### INSTRUCTIONS FOR THE TASK
Copy the part of the article about USDA aid for biofuel producers starting at "After the announcement, ethanol" and ending at "ended June 4.", word for word.

### TEXT SEGMENT

In March, USDA announced $6 billion in available funds through Pandemic Assistance to support a number of new programs or to modify existing efforts. The additional aid announced June 15 is planned for implementation within 60 days, "which will continue to be focused on filling gaps in previous rounds of assistance and helping beginning, socially disadvantaged and small and medium sized producers that need support most," the statement said.
"We are pleased to see $700 million in emergency relief for biofuel producers included in today's USDA announcement, and we are happy to hear USDA intends to administer the aid in the next 60 days," said Geoff Cooper, CEO of the Renewable Fuels Association.
"This assistance comes at a critical time, as ethanol producers are still struggling to recover from COVID-related market losses and are now facing historically high feedstock costs" Cooper said. "Many plants remain offline or are operating at reduced output rates. We look forward to receiving additional details on the program from USDA and we are eager to work with the department to ensure smooth and successful implementation."
Apportionment not clear
It was not clear how the monies would be distributed among the different segments of the renewable fuel industry as "no disbursement details have been provided at this point," according to the RFA.
After the announcement, ethanol prices in Houston and New York ticked higher by about 1 cent, assessed at $2.4825/gal and $2.4675/gal by Platts on June 15. Chicago prices softened by about 1 cent to $2.356/gal.
During the pandemic, ethanol demand and prices fell in tandem with gasoline demand and prices, due to the lockdowns in 2020 which cut personal mobility.
According to Energy Information Administration data, ethanol production fell to 537,000 b/d in April 2020, about half of the 1.134 million b/d of ethanol-making capacity. Most recent EIA data showed that production averaged 1.067 million b/d for the week ended June 4.

Referring expression data:
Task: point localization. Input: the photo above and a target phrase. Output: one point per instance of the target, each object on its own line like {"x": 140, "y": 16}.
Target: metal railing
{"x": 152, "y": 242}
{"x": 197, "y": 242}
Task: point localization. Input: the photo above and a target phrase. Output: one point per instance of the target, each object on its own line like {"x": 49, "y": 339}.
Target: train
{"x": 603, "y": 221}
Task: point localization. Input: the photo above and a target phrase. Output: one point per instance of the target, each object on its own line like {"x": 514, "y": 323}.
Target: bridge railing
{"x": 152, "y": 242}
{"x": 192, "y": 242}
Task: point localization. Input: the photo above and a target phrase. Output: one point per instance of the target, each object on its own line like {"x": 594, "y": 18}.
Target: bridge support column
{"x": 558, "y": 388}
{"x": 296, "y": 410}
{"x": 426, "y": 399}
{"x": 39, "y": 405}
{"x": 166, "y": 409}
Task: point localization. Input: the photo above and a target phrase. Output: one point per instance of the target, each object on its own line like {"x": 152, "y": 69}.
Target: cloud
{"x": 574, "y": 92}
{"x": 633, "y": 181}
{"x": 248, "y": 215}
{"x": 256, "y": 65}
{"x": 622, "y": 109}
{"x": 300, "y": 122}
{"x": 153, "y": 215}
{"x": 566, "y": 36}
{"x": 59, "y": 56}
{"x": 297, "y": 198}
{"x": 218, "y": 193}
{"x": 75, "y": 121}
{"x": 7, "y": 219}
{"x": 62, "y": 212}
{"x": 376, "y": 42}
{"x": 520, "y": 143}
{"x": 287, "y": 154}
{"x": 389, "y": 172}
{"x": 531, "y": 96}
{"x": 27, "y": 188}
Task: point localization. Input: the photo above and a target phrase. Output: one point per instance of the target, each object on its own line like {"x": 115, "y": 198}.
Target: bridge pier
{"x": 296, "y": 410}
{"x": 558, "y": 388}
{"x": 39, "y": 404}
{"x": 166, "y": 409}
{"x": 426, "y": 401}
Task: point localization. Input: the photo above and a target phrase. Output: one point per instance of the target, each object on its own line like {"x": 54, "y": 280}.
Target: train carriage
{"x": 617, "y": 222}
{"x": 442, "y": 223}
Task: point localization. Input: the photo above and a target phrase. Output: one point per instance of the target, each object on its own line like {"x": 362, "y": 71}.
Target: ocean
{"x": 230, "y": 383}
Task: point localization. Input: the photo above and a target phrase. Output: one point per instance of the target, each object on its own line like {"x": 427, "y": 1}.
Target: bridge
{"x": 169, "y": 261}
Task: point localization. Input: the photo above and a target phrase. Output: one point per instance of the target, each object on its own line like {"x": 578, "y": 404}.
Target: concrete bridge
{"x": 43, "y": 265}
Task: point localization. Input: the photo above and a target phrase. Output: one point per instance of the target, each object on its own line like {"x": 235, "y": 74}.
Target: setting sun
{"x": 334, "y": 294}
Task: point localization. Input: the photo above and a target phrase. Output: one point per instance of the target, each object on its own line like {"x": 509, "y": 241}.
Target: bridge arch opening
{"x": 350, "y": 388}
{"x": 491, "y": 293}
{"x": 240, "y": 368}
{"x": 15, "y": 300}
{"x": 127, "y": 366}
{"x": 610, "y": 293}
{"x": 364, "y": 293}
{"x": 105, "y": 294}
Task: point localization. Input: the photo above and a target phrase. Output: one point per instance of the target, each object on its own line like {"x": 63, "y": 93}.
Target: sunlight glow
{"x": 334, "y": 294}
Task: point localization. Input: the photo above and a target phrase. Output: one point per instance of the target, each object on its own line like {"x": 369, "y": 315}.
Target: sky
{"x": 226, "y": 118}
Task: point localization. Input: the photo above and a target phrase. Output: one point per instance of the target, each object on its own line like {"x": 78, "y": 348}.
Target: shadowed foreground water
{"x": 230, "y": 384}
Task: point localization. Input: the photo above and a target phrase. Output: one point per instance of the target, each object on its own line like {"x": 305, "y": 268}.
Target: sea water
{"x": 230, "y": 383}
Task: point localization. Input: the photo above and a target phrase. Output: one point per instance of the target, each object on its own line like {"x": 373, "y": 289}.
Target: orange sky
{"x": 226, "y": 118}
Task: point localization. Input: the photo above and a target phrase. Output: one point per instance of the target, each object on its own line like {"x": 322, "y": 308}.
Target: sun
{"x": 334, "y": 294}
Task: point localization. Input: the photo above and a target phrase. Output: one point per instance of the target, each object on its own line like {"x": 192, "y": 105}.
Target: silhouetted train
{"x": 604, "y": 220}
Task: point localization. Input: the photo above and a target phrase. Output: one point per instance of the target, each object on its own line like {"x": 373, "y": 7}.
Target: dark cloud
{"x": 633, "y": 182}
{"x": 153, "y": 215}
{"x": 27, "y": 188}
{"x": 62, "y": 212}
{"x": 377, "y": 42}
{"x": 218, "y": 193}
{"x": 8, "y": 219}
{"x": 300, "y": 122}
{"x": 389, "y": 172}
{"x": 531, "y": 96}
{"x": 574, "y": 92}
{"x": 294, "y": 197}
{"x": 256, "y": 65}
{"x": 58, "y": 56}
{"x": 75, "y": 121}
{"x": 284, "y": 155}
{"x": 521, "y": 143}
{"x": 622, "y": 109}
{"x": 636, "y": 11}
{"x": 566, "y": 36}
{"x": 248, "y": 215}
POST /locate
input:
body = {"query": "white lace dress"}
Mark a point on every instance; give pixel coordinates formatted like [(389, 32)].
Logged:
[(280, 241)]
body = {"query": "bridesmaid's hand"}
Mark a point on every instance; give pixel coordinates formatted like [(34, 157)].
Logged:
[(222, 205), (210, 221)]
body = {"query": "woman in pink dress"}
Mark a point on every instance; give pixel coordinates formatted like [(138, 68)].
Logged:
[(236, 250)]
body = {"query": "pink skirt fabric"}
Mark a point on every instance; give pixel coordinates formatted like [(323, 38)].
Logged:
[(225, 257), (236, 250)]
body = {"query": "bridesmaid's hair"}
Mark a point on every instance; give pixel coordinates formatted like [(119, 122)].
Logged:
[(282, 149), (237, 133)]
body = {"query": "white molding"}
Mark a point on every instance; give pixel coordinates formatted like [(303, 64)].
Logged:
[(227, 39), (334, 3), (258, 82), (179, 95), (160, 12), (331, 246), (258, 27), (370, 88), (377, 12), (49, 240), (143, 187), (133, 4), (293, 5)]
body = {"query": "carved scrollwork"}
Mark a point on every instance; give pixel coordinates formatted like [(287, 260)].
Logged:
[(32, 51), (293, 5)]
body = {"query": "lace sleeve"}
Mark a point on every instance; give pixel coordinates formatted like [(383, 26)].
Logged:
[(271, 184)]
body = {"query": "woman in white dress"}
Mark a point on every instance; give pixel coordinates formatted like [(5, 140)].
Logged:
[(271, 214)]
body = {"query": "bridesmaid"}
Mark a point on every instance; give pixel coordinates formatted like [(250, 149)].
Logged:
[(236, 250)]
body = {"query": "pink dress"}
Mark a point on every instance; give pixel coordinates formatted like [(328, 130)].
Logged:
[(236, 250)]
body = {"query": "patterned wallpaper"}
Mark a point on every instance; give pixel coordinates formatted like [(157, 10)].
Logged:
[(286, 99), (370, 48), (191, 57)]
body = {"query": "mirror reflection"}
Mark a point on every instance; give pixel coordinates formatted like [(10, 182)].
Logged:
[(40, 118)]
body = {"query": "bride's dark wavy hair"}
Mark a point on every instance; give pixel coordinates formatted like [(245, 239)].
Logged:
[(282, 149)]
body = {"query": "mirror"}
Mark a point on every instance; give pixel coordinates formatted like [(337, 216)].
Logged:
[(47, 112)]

### YOUR SOLUTION
After the announcement, ethanol prices in Houston and New York ticked higher by about 1 cent, assessed at $2.4825/gal and $2.4675/gal by Platts on June 15. Chicago prices softened by about 1 cent to $2.356/gal.
During the pandemic, ethanol demand and prices fell in tandem with gasoline demand and prices, due to the lockdowns in 2020 which cut personal mobility.
According to Energy Information Administration data, ethanol production fell to 537,000 b/d in April 2020, about half of the 1.134 million b/d of ethanol-making capacity. Most recent EIA data showed that production averaged 1.067 million b/d for the week ended June 4.